Work to complete ▸
1) Reproduce the passage of the renewable-energy article word for word, everything from "The companies are" down to "in summer 2008.".
2) Pick out each line of the listing containing the string "barrier" and copy those lines unchanged.
─── Excerpt provided
Sierra Pacific Resources will announce today its annual request for proposals to provide the utility’s subsidiaries with alternative energy supplies.

The holding company for Nevada Power Co. and Sierra Pacific Power Co. needs to boost its use of renewable energy to comply with a state law that requires the utilities to get 20 percent of their energy from renewable resources or through conservation efforts by 2015.

“We look at (the renewable law) as a floor, rather than a ceiling,” said Bill Heck, the company’s manager of renewable energy.

The utilities will consider contracting for renewable energy to be delivered before it needs the green power to satisfy the state law, he said.

The company will also consider proposals to build renewable-power plants that the utilities could purchase and proposals to buy renewable energy from plants owned by others, Heck said.

Sierra Pacific Resources will choose projects based on three priorities: the price of the renewable power, technical aspects of the project and the commercial aspects of the bidder, including whether the bidder has the financial strength to build the project.

The utilities will need additional solar power by 2013. The renewable-energy law requires that 5 percent of the renewable sources must come from solar energy projects.

“We are especially looking for wind power resources,” because no wind power projects have been built in Nevada yet, Heck said. The utility company is collecting wind data at several locations, rather than relying on wind power developers to study wind data. Eastern Nevada has some of the state’s windiest conditions, but other areas could be used for wind farms, Heck said.

The companies are interested in various kinds of renewable-energy projects, including biomass and waste heat recovery from an industrial process.

The utilities have three geothermal power contracts awaiting Public Utilities Commission approval. They are the 62-megawatt Carson Lake Basin project near Fallon, 31-megawatt ORNI 20 project near Lander County, and the 46-megawatt TG Power plant near Elko.

Geothermal units use hot underground water or steam to generate electricity.

“The geothermal industry is well-developed in Nevada,” Heck said, and many projects have been built in areas with known geothermal resources.

Responses to the request are due at the company on Nov. 13. The company expects to prepare a short list of the most attractive proposals by January and to seek commission approval for some of the projects in summer 2008.

Separately, the utility holding company on Monday announced it was forming the Nevada Geothermal Energy Technical Advisory Panel to advise senior managers on geothermal power.

“Forming this panel is a critical step in insuring that the company receives the best advice possible for long term planning to fully realize benefits of Nevada’s geothermal energy resources,” Tom Fair, an executive for renewable energy at Sierra Pacific Resources.

David Blackwell, professor of geology at Southern Methodist University, will be chairman.

Other members are Leland “Roy” Mink, retired program director for geothermal technologies at the U.S. Department of Energy; Lisa Shevenell, an hydrogeologist for the Nevada Bureau of Mines and director of the Great Basin Center for Geothermal Energy; and Subir Sanyal, the president and manager of reservoir engineering services of GeothermEx.
──────
─── Available data
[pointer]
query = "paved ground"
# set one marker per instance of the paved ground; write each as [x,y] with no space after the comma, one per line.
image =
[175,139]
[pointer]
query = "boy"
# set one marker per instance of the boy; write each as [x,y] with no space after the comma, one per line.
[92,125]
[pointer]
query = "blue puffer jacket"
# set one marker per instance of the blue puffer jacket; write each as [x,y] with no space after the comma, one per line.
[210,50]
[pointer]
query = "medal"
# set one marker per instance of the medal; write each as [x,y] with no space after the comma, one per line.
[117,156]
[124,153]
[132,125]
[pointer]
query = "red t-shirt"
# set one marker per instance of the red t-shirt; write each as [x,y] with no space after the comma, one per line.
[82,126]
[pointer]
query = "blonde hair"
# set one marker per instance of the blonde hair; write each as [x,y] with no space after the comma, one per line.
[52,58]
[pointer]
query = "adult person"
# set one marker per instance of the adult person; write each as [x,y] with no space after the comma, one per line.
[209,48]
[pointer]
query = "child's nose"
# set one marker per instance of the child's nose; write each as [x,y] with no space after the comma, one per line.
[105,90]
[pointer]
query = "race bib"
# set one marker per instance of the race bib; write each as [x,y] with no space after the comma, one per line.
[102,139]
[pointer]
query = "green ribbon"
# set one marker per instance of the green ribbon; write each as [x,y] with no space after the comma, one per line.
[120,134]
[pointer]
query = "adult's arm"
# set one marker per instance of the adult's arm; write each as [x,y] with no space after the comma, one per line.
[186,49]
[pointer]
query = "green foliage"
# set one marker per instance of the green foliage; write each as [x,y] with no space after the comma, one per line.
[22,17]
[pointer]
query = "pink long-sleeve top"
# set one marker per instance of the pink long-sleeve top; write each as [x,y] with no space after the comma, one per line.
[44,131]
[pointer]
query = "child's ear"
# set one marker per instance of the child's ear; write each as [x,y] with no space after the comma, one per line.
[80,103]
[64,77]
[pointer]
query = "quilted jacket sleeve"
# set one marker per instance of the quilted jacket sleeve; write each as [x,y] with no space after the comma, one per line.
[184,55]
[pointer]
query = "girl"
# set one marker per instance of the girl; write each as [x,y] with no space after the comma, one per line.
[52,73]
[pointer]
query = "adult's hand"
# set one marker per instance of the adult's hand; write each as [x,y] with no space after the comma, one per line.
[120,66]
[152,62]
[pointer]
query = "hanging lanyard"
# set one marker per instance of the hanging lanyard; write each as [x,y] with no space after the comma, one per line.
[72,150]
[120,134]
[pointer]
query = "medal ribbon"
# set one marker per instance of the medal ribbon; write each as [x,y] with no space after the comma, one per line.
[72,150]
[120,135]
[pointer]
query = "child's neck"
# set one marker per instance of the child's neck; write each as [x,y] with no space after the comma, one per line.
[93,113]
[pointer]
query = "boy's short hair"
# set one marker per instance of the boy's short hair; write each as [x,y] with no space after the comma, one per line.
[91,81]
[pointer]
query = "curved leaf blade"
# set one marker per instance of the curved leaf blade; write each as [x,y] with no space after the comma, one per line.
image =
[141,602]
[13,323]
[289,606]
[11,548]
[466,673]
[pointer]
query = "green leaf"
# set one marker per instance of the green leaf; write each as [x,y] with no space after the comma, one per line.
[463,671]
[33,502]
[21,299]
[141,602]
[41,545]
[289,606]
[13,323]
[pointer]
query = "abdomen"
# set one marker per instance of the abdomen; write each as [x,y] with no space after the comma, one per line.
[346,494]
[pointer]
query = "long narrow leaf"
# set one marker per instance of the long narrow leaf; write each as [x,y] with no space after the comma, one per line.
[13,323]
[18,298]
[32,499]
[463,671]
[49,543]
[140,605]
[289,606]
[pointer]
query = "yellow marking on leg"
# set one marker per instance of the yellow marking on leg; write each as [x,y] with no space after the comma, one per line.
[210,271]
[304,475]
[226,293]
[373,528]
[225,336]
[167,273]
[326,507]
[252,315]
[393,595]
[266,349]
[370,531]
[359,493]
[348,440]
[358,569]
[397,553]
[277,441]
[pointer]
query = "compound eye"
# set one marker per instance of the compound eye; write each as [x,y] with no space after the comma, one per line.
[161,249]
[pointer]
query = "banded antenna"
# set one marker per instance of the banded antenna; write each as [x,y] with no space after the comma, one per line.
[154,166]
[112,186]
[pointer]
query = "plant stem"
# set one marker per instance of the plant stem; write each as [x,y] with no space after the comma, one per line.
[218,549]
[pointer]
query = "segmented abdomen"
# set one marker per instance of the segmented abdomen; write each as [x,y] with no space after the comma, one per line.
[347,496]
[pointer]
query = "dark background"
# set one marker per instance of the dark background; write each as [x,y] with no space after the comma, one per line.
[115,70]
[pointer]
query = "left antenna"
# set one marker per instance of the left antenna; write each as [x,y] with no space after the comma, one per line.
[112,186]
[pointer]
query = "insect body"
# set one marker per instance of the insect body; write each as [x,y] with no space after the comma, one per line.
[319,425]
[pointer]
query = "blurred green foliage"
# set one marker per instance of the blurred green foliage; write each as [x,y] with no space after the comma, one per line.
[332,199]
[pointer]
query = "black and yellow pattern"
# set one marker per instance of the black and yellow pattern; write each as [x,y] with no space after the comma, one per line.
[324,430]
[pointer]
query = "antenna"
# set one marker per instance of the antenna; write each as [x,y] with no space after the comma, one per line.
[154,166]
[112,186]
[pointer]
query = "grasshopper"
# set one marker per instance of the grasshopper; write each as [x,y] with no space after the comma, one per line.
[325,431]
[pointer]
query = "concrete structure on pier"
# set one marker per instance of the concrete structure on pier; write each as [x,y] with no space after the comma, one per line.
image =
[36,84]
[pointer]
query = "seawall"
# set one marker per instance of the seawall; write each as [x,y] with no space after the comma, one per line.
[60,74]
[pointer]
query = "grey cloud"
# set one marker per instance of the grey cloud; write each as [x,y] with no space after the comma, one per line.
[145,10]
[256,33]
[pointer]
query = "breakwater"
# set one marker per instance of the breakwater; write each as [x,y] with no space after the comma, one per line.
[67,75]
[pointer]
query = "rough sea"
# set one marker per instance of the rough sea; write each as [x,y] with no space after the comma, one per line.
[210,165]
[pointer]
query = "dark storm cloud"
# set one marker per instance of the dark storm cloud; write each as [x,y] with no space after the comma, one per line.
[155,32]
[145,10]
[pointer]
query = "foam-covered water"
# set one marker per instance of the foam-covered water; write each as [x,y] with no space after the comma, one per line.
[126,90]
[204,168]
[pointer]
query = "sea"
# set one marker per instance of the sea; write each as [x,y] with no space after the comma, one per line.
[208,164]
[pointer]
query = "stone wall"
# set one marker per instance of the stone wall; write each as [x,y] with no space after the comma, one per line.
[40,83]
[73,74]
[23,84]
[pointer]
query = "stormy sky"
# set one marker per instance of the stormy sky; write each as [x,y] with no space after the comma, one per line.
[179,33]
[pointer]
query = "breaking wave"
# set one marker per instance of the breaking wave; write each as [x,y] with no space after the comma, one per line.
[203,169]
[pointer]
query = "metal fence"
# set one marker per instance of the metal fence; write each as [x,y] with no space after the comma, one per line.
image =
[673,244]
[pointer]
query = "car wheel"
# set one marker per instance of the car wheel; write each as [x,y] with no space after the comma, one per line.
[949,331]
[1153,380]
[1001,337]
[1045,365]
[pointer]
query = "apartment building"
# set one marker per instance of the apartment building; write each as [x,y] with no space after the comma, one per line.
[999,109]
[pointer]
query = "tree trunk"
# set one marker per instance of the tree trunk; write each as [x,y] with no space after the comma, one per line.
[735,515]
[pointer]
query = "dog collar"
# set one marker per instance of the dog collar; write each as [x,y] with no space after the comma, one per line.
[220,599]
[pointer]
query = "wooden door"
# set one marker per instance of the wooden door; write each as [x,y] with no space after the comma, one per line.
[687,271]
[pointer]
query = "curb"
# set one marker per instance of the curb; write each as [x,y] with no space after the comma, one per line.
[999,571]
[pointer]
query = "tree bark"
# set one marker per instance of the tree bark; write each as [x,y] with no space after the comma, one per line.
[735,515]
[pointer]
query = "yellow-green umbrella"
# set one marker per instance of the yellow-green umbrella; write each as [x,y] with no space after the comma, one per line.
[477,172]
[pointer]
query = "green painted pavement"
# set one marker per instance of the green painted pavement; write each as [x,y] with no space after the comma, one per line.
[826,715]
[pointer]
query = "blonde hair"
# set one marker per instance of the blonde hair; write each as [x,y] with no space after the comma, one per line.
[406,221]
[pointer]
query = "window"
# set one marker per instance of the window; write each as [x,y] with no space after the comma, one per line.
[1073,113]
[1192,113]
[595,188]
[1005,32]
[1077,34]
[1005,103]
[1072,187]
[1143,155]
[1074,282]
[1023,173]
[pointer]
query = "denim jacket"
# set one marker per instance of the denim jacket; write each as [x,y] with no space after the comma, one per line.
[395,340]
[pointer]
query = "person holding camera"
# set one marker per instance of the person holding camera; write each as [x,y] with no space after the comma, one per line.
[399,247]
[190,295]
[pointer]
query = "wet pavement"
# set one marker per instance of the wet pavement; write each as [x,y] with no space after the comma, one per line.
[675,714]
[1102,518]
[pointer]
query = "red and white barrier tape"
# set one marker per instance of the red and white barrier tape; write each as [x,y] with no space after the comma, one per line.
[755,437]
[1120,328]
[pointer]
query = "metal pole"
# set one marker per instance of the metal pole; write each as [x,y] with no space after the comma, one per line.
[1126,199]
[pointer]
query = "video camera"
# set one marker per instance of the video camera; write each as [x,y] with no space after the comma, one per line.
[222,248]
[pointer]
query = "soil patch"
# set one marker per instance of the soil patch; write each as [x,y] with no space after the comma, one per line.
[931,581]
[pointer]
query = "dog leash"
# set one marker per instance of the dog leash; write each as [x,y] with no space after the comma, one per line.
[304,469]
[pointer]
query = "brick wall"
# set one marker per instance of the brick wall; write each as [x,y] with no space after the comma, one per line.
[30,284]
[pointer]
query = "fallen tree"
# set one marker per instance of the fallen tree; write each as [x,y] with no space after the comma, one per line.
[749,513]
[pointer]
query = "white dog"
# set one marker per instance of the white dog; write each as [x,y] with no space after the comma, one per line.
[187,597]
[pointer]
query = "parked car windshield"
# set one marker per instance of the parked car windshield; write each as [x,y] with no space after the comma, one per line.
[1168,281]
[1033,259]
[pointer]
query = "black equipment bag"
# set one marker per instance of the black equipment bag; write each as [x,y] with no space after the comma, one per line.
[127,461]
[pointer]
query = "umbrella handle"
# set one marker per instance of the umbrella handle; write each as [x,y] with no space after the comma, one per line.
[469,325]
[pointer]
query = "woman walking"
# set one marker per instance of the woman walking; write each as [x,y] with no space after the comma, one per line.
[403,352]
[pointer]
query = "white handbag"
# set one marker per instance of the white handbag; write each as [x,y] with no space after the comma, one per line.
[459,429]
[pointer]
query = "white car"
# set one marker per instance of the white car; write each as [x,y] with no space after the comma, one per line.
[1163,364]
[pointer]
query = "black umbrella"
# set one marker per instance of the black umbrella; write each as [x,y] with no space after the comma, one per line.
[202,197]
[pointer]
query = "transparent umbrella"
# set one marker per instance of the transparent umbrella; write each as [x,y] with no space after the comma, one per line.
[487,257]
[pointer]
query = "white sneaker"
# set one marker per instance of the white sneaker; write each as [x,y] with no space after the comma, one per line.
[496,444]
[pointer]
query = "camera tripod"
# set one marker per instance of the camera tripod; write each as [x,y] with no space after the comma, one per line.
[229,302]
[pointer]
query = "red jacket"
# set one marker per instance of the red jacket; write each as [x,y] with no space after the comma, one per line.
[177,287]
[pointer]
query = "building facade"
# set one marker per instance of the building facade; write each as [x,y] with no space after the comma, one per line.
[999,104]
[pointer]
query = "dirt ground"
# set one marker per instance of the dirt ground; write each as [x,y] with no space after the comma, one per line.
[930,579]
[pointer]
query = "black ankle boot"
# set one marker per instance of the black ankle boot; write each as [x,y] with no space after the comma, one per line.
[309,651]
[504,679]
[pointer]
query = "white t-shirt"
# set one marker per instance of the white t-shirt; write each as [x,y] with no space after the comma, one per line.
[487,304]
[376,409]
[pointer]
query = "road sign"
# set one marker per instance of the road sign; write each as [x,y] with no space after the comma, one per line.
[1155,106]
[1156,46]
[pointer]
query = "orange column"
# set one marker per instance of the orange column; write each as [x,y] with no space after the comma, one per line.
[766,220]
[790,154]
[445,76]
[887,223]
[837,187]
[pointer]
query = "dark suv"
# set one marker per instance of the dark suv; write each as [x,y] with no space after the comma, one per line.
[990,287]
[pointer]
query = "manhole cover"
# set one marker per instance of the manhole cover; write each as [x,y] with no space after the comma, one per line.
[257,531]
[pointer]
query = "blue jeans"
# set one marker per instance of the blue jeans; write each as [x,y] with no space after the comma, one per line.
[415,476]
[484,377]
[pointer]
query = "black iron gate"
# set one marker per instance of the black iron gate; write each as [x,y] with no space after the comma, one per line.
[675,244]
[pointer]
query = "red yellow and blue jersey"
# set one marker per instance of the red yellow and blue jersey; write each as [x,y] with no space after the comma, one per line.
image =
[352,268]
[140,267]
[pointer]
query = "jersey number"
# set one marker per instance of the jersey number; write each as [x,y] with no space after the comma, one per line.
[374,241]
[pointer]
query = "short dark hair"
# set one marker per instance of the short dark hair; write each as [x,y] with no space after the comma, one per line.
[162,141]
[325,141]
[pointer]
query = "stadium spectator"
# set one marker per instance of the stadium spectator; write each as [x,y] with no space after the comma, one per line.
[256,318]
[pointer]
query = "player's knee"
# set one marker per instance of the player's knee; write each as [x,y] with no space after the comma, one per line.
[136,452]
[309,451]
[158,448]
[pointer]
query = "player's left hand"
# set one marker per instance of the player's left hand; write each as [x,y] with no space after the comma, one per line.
──────
Results for the exercise ▸
1)
The companies are interested in various kinds of renewable-energy projects, including biomass and waste heat recovery from an industrial process.

The utilities have three geothermal power contracts awaiting Public Utilities Commission approval. They are the 62-megawatt Carson Lake Basin project near Fallon, 31-megawatt ORNI 20 project near Lander County, and the 46-megawatt TG Power plant near Elko.

Geothermal units use hot underground water or steam to generate electricity.

“The geothermal industry is well-developed in Nevada,” Heck said, and many projects have been built in areas with known geothermal resources.

Responses to the request are due at the company on Nov. 13. The company expects to prepare a short list of the most attractive proposals by January and to seek commission approval for some of the projects in summer 2008.

2)
query = "red and white barrier tape"
# set one marker per instance of the red and white barrier tape; write each as [x,y] with no space after the comma, one per line.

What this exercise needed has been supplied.